## Referring expression data
* * * * * * * * *

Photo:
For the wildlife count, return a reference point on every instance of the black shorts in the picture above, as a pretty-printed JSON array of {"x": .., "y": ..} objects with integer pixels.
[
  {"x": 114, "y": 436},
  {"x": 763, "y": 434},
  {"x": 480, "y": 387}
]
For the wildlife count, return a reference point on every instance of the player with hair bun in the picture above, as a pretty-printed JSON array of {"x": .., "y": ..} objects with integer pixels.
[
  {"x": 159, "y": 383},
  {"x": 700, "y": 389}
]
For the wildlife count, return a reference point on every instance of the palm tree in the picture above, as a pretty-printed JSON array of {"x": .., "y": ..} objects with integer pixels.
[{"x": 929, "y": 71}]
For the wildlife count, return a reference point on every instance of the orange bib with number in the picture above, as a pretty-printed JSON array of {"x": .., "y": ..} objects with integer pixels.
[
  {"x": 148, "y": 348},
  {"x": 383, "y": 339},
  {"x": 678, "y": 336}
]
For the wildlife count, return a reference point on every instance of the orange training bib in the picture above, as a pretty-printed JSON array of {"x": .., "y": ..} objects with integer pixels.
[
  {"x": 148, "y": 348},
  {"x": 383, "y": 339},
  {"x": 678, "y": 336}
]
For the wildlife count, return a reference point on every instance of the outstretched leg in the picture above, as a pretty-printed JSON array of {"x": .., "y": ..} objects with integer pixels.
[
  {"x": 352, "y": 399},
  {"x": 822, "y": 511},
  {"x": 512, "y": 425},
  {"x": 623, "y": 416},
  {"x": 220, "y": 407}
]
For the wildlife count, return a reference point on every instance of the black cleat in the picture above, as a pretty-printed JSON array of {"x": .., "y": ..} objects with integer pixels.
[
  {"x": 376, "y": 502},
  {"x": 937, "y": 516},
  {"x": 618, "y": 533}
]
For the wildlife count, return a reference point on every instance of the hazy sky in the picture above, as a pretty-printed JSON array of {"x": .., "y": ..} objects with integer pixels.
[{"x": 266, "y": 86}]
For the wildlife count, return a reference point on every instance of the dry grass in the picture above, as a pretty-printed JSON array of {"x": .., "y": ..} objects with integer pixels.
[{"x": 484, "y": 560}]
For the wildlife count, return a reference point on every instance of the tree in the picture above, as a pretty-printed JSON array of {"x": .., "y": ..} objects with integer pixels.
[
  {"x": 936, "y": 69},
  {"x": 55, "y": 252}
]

* * * * * * * * *

## What you should do
Word for word, repeat every line of the data.

## Response area
Photo:
For the wildlife count, return a reference point on every instance of the black shorts in the picture above, as a pretty-printed JSON array of {"x": .., "y": ..} objects with integer pixels.
[
  {"x": 114, "y": 436},
  {"x": 763, "y": 434},
  {"x": 480, "y": 387}
]
For the wildlife count, return a reference point on every instance of the player with hair bun in the picture above, as a pretty-printed JSON array of {"x": .., "y": ..} objects with integer pixels.
[
  {"x": 159, "y": 383},
  {"x": 700, "y": 389}
]
For the wildlife count, return a reference point on every instance of the palm tree in the picture above, as a pretty-printed JSON array of {"x": .., "y": ..} objects with integer pixels.
[{"x": 929, "y": 71}]
For the wildlife count, return a reference point on every instance of the orange bib with number in the picture above, as a pretty-printed JSON array of {"x": .., "y": ..} objects with integer pixels.
[
  {"x": 148, "y": 348},
  {"x": 383, "y": 339},
  {"x": 678, "y": 336}
]
For the wildlife count, return a reference point on every instance of the orange training bib in the picture above, as a pretty-printed JSON array of {"x": .., "y": ..} objects with integer pixels.
[
  {"x": 148, "y": 348},
  {"x": 383, "y": 339},
  {"x": 678, "y": 336}
]
For the wildlife count, return a reference point on every instance of the outstretched leg in the picture above, as a pretty-printed JSON array of {"x": .., "y": ..} objects with integer pixels.
[
  {"x": 352, "y": 399},
  {"x": 822, "y": 511},
  {"x": 512, "y": 425},
  {"x": 623, "y": 416},
  {"x": 220, "y": 407}
]
For the wildlife count, return a reference point on every instance of the black cleat in the picture above, as a pretty-printed JSON array of {"x": .., "y": ..} objects with integer pixels.
[
  {"x": 376, "y": 502},
  {"x": 937, "y": 516},
  {"x": 618, "y": 533}
]
For the wildlife count, return a reference point on every instance of the hazy sky in the picture above, as a pretty-printed JSON array of {"x": .., "y": ..} objects with integer pixels.
[{"x": 266, "y": 86}]
For the wildlife count, return a reference point on every instance of the dry grass in the picture above, as a pretty-printed JSON array of {"x": .., "y": ..} objects with integer pixels.
[{"x": 484, "y": 560}]
For the wildlife count, return a reference point on every instance of the tree in the picture above, as a pretty-printed JSON array of {"x": .., "y": ..} objects with integer pixels.
[
  {"x": 936, "y": 69},
  {"x": 55, "y": 252}
]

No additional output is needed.